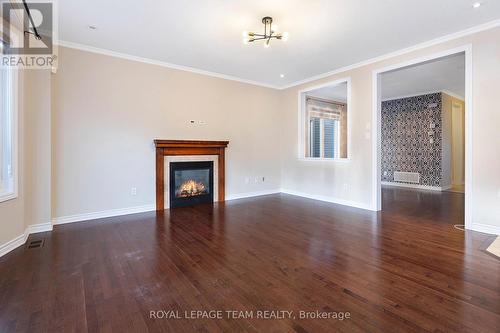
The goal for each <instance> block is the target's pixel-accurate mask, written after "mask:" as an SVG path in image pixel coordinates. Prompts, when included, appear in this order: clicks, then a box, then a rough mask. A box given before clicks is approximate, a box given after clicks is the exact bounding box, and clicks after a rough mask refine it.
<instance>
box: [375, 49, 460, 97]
mask: <svg viewBox="0 0 500 333" xmlns="http://www.w3.org/2000/svg"><path fill="white" fill-rule="evenodd" d="M381 77H382V78H381V79H382V82H381V86H382V99H383V100H387V99H393V98H396V97H404V96H412V95H420V94H425V93H429V92H436V91H446V92H449V93H453V94H454V95H457V96H459V97H461V98H462V99H464V96H465V55H464V54H463V53H460V54H457V55H453V56H449V57H445V58H441V59H437V60H433V61H430V62H427V63H423V64H418V65H415V66H410V67H406V68H403V69H398V70H395V71H392V72H388V73H384V74H382V75H381Z"/></svg>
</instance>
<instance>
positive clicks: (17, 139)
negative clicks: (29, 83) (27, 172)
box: [0, 69, 19, 202]
mask: <svg viewBox="0 0 500 333" xmlns="http://www.w3.org/2000/svg"><path fill="white" fill-rule="evenodd" d="M18 80H19V73H18V70H17V69H12V72H11V81H12V87H11V88H12V89H11V98H12V167H11V172H12V180H13V188H12V191H8V192H2V191H3V190H2V189H0V202H4V201H8V200H12V199H16V198H17V197H18V196H19V191H18V189H19V186H18V185H19V174H18V155H19V154H18V144H19V140H18V139H19V137H18V134H19V133H18V132H19V107H18V106H19V104H18V103H19V101H18V97H19V96H18V95H19V85H18V82H19V81H18Z"/></svg>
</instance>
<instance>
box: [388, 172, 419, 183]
mask: <svg viewBox="0 0 500 333" xmlns="http://www.w3.org/2000/svg"><path fill="white" fill-rule="evenodd" d="M394 181H395V182H401V183H410V184H420V173H418V172H403V171H395V172H394Z"/></svg>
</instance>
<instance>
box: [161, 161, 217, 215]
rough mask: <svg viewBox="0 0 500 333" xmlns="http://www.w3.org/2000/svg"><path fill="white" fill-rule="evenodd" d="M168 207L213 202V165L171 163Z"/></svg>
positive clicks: (213, 193) (193, 163) (185, 163)
mask: <svg viewBox="0 0 500 333" xmlns="http://www.w3.org/2000/svg"><path fill="white" fill-rule="evenodd" d="M169 195H170V207H171V208H174V207H182V206H191V205H196V204H201V203H210V202H213V201H214V163H213V162H212V161H207V162H171V163H170V182H169Z"/></svg>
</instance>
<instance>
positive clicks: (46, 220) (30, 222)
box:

- - - - - - -

Task brief
Please retype, without any change, the line containing "positive clicks: (17, 139)" and every line after it to the end of the entries above, and only those.

Response below
positive clicks: (17, 139)
negative clicks: (29, 83) (27, 172)
box: [0, 69, 19, 202]
mask: <svg viewBox="0 0 500 333" xmlns="http://www.w3.org/2000/svg"><path fill="white" fill-rule="evenodd" d="M18 80H19V73H18V70H17V69H12V72H11V81H12V87H11V88H12V89H11V98H12V167H11V172H12V180H13V188H12V191H8V192H2V191H3V190H2V189H0V202H4V201H8V200H12V199H16V198H17V197H18V196H19V191H18V189H19V186H18V185H19V174H18V155H19V154H18V144H19V140H18V139H19V137H18V134H19V133H18V132H19V107H18V106H19V104H18V103H19V101H18V97H19V96H18V95H19V85H18V82H19V81H18Z"/></svg>
</instance>
<instance>
box: [388, 172, 419, 183]
mask: <svg viewBox="0 0 500 333" xmlns="http://www.w3.org/2000/svg"><path fill="white" fill-rule="evenodd" d="M394 181H395V182H401V183H410V184H420V173H418V172H403V171H395V172H394Z"/></svg>
</instance>
<instance>
box: [161, 161, 217, 215]
rough mask: <svg viewBox="0 0 500 333" xmlns="http://www.w3.org/2000/svg"><path fill="white" fill-rule="evenodd" d="M168 207L213 202V165L171 163Z"/></svg>
positive clicks: (213, 193) (193, 163) (185, 163)
mask: <svg viewBox="0 0 500 333" xmlns="http://www.w3.org/2000/svg"><path fill="white" fill-rule="evenodd" d="M169 195H170V207H171V208H174V207H182V206H191V205H196V204H201V203H210V202H213V201H214V163H213V162H212V161H207V162H171V163H170V182H169Z"/></svg>
</instance>
<instance>
positive clicks: (46, 220) (30, 222)
box:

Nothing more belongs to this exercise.